-- START --

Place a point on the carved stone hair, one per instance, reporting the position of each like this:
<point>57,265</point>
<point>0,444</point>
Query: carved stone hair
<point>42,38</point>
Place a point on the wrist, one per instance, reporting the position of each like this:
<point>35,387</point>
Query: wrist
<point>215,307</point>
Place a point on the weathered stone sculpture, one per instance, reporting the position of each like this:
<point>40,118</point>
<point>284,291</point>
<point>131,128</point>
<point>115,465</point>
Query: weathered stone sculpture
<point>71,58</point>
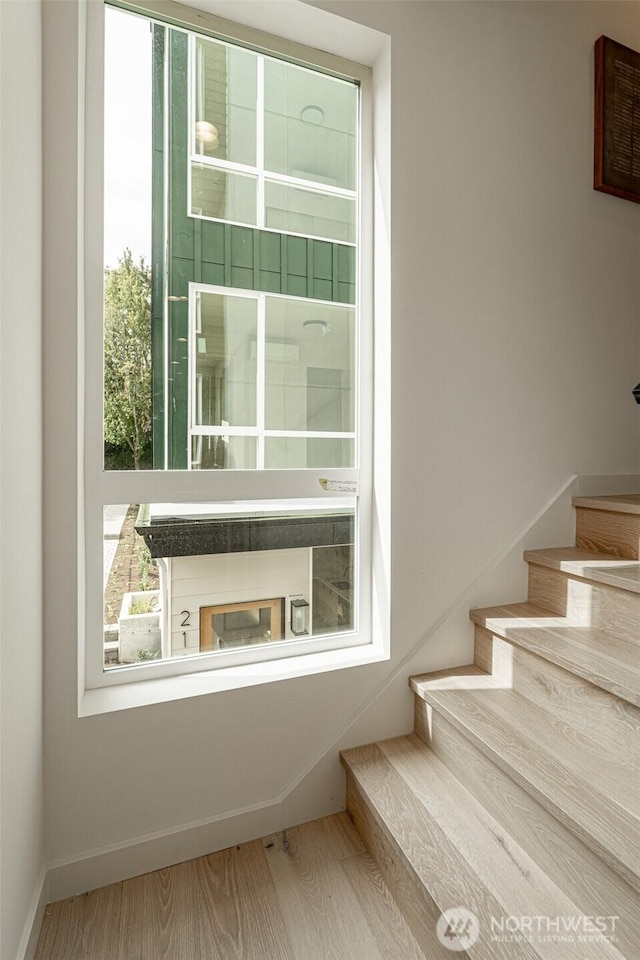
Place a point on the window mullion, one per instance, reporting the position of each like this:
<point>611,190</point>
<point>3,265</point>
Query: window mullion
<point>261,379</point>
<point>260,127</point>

-- END --

• Exercise
Rewrite the records above, changing every "Place a point" to "Mark a spot" and leaving everything else as it is. Leave the pictures out.

• Answer for the task
Mark a spot on the carved stone hair, one per instance, reporting the position of each like this:
<point>57,265</point>
<point>0,444</point>
Query: carved stone hair
<point>42,38</point>
Mark a spot on the wrist, one per instance, reporting the position of each like this:
<point>35,387</point>
Query: wrist
<point>215,307</point>
Mark a spot on the weathered stone sculpture, one per instance, reporting the position of each like this:
<point>40,118</point>
<point>284,291</point>
<point>131,128</point>
<point>115,465</point>
Query: weathered stone sculpture
<point>71,58</point>
Mark a spot on the window mullion, one per instance, reporting the position of each like this:
<point>611,190</point>
<point>3,265</point>
Query: window mullion
<point>261,379</point>
<point>260,127</point>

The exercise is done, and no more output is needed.